• The task
Go through the material under this sentence. Return every line holding "medal".
==== Data
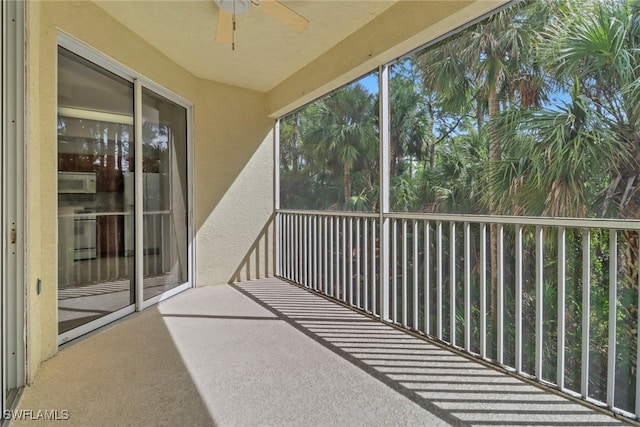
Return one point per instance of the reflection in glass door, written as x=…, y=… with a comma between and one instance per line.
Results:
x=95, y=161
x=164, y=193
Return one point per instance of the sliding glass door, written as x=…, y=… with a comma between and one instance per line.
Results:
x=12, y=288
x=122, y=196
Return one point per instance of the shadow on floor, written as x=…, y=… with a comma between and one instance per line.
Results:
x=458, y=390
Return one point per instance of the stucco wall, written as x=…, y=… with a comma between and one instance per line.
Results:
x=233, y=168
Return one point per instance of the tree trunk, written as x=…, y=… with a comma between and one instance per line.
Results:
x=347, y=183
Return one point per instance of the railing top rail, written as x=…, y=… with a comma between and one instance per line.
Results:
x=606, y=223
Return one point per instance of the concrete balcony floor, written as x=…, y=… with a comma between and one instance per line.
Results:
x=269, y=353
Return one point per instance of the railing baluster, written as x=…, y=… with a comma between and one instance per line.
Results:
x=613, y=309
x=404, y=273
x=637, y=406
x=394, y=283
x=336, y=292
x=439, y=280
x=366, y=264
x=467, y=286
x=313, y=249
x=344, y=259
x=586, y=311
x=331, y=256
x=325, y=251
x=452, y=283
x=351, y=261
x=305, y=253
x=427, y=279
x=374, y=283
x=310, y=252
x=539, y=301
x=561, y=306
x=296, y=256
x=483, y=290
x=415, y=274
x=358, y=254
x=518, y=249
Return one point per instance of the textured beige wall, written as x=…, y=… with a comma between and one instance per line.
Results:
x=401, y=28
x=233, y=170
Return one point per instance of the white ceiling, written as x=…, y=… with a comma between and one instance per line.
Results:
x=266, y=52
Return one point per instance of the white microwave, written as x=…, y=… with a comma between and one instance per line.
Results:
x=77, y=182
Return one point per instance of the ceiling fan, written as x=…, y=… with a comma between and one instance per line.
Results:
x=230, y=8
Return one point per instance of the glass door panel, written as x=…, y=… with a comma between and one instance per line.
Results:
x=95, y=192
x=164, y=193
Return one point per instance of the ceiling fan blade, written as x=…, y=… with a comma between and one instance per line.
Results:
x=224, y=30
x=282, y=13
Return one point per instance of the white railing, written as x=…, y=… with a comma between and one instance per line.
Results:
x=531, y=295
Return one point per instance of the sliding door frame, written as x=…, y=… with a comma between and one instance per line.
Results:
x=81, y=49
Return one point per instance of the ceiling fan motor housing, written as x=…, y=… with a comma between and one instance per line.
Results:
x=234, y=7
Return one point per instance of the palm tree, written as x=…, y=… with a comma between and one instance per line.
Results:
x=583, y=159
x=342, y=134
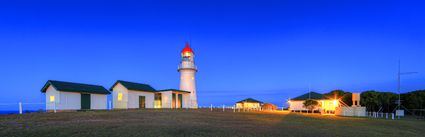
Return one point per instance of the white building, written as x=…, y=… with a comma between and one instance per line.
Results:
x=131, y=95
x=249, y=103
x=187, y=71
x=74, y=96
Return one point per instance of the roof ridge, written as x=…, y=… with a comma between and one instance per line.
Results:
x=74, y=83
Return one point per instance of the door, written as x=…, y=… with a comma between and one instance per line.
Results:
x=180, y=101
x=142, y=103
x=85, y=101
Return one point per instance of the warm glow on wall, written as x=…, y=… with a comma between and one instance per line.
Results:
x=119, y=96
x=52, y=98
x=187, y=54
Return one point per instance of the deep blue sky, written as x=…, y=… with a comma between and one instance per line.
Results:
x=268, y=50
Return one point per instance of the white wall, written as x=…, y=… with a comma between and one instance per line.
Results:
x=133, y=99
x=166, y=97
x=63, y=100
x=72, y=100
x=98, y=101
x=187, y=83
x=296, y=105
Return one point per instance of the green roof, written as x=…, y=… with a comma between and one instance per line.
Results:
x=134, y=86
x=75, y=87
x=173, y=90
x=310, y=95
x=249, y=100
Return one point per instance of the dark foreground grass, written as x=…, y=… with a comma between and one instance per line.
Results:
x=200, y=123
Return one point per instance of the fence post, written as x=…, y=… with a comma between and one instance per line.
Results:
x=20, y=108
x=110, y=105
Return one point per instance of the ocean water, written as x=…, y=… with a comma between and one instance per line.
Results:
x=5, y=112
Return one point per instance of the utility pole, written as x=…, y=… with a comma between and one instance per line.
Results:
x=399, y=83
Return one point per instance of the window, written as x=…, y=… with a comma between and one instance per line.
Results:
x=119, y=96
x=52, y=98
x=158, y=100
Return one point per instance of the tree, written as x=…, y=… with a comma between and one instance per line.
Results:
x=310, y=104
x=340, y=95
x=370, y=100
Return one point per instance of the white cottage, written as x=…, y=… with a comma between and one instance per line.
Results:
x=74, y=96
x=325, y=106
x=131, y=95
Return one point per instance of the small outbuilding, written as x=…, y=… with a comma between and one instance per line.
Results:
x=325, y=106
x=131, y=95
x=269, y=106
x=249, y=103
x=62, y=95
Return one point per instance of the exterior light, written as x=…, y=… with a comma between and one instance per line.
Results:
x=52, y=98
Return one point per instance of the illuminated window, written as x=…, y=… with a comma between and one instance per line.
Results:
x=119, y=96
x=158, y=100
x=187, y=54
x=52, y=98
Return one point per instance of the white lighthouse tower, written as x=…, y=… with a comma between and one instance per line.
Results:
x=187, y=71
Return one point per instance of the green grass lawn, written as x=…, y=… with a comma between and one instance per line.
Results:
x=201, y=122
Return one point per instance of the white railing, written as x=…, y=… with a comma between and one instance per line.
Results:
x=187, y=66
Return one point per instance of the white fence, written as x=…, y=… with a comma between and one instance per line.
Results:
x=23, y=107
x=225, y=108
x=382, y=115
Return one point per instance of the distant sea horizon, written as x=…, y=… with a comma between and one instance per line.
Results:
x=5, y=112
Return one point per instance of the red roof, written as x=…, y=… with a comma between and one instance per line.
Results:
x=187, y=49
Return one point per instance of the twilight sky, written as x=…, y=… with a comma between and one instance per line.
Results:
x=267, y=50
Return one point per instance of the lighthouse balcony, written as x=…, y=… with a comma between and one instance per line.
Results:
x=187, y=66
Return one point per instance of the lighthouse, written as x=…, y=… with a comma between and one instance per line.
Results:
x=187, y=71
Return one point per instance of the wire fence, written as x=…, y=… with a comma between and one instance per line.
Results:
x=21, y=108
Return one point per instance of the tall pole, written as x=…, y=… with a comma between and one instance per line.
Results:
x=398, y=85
========
==== Data
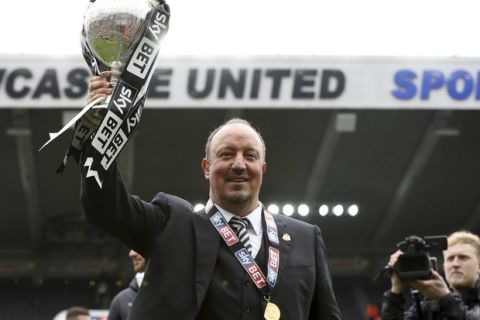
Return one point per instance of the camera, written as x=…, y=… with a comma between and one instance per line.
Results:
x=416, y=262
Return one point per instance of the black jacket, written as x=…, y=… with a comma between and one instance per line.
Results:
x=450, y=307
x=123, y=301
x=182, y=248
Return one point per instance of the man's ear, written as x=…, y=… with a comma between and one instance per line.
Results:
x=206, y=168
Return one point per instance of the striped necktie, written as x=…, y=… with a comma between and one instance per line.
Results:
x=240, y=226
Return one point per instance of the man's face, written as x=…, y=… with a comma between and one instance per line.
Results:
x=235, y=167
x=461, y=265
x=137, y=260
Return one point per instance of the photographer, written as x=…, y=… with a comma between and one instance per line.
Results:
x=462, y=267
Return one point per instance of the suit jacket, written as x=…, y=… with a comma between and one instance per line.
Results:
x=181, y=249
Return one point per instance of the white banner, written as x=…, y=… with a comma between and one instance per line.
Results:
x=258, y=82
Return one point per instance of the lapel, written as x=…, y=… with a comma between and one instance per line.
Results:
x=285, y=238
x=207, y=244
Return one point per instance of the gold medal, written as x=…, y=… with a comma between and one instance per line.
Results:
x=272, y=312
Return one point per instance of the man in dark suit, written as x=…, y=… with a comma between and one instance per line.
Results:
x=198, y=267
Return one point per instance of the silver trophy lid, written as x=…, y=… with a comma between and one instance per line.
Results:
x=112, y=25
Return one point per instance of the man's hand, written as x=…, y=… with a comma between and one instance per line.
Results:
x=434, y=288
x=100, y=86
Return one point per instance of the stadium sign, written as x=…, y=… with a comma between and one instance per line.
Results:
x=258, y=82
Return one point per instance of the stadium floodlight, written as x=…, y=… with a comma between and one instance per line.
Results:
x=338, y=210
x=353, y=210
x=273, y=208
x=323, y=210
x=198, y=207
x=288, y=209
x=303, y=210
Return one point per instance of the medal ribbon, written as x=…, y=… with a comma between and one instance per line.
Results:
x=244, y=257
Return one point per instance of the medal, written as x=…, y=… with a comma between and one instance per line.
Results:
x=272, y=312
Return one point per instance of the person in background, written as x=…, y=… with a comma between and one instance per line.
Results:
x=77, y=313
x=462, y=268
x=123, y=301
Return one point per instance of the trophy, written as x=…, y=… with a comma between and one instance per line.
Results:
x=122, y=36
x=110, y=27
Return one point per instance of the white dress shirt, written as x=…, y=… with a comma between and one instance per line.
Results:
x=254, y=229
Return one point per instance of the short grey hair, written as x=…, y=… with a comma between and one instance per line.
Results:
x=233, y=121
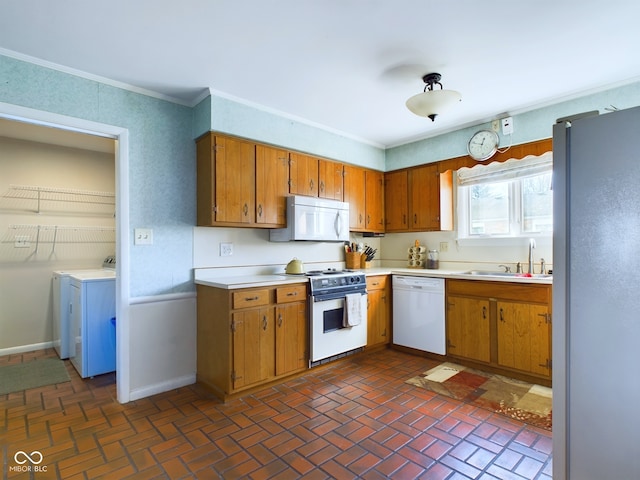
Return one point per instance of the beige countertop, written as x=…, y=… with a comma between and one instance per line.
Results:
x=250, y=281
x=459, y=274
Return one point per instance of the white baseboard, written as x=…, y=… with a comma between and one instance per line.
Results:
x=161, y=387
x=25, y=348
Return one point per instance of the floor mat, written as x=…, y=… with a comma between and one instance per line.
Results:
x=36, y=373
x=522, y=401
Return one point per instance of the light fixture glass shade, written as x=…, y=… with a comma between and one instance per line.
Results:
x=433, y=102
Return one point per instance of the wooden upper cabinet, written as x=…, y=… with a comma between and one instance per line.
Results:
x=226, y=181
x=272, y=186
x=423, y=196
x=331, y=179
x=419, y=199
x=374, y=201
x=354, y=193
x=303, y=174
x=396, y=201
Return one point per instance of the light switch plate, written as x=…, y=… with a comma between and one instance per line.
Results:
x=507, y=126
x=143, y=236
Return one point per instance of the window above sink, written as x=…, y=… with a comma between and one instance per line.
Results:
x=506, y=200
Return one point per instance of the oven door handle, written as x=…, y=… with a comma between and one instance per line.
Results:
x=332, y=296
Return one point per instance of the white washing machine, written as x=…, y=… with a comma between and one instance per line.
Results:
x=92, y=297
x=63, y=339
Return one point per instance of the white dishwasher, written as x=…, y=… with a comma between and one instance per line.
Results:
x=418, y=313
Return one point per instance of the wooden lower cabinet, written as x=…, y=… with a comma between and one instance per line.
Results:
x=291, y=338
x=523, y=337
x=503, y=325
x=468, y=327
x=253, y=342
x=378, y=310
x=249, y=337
========
==== Data
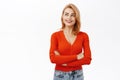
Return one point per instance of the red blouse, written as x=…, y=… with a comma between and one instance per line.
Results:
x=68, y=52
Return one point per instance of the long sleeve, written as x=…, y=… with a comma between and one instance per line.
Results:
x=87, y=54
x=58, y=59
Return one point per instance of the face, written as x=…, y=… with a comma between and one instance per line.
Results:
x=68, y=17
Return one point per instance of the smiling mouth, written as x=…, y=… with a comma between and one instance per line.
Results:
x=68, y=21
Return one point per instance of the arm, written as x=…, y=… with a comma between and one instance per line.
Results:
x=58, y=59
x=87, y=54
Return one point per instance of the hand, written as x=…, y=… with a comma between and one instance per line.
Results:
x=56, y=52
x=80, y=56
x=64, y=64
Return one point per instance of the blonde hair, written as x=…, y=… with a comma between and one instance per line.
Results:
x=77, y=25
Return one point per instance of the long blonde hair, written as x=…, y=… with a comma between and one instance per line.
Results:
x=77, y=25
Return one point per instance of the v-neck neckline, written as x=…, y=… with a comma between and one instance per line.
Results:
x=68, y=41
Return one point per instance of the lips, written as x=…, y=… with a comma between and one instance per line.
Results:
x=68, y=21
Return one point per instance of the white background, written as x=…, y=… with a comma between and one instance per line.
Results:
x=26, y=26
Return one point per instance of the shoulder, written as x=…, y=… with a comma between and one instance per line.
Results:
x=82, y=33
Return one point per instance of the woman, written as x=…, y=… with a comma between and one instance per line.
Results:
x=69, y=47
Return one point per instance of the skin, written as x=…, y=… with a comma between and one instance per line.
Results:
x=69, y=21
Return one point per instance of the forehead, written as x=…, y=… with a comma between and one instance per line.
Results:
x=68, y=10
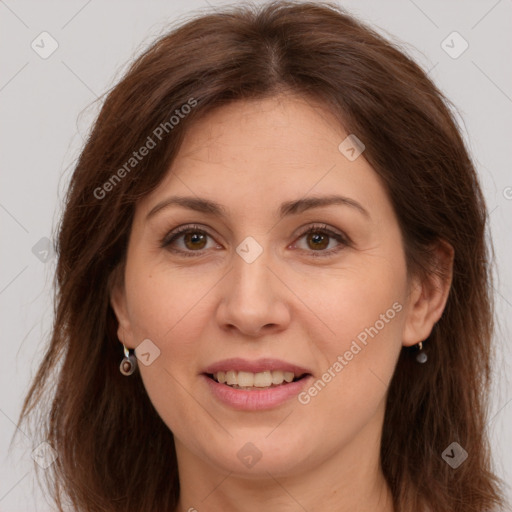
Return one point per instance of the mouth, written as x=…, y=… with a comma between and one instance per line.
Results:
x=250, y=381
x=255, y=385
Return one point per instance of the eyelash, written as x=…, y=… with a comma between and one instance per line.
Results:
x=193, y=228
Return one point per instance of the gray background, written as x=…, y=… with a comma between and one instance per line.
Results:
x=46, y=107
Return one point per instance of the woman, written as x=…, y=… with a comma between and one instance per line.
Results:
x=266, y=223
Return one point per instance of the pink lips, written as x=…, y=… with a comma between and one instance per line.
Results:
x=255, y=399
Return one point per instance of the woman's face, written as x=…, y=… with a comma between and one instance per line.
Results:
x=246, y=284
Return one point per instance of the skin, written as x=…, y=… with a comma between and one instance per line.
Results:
========
• Solution to this task
Return one point per instance of the gold medal, written as x=…, y=… with a comma between and one instance per line.
Return one point per instance of the medal ribbon, written as x=…, y=… with a comma between and one instance per line.
Return one point per instance of the medal, written as x=…, y=… with a comma between and one instance per line.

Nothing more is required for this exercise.